--- Passage provided ---
§ §
OK, so I am NOT using MY glowforge but this is the one in the lab at the hospital: Registered to @Mike.Vet (so you can find it). I went to do some anodized tags (it is an animal hospital) and the first time I sent a job no laser (I thought I could see feint flashes in the tube, but no laser being delivered to the work piece (on anodized it is blindingly bright so you see it clearly). So I threw a piece of draft board in and cut a square. This worked fine. Then I put the anodized back in, and it worked normally. Then I flipped the anodized and nothing (head moves around but not lasing. Then I threw in the draft board and recut the square, again fine, this time the anodized job did nothing. Can you look into it?
Oh, last failed print 4:43pm EST for trouble shooting
Have you checked the file that was failing on a piece of draft board?
This happened to my week old printer… They gave me no answers, and I sent it back. Just received a replacement printer.
Hopefully they’re able to help you remotely.
So I just opened it an pressed print on Draftboard. (watched closely since I didn’t change settings). and other than over-engraving power wise it worked fine.
Thanks for letting us know about this. I extracted the logs to investigate, and it looks like the material was too thin for the Glowforge to focus.
The objects you use can be up to 2" thick. If you remove the crumb tray, you may need to put something laser-compatible underneath your material to raise it up so that your Glowforge can focus on your material. For best results, the top of your material should be between 1.5" and 2" high, measured from the metal plate on the bottom.
§ §
Referring expression data:
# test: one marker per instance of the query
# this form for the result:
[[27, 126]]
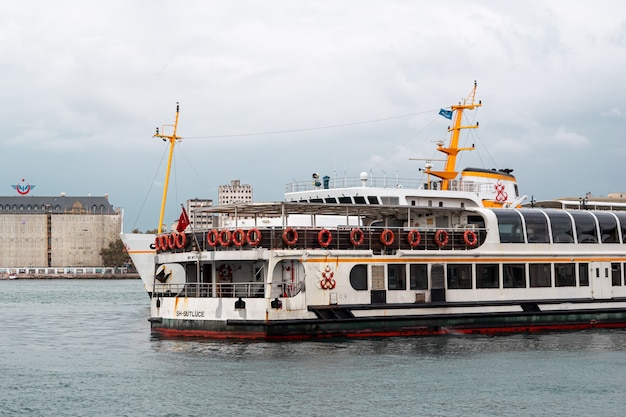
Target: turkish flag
[[183, 221]]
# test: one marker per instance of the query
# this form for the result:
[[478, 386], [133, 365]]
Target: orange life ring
[[224, 237], [387, 237], [212, 237], [441, 238], [181, 240], [324, 237], [171, 240], [356, 236], [239, 237], [253, 237], [294, 236], [414, 238], [164, 242], [470, 238]]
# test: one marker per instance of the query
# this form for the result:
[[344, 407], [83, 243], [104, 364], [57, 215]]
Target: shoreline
[[71, 276]]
§ §
--- Tasks to complete ---
1. Summarize the Glowforge forum thread in two sentences.
2. According to the support reply in the Glowforge thread, why might you need to put something under your material after removing the crumb tray? Answer in one to three sentences.

--- Task responses ---
1. A user reported that the Glowforge in an animal hospital lab would sometimes move its head over anodized tags without lasing, even though it cut draft board normally. After extracting the logs, support found that the material was too thin for the Glowforge to focus.

2. A laser-compatible item underneath raises the material so the Glowforge can focus on it. For best results, the top of the material should be between 1.5" and 2" high, measured from the metal plate on the bottom.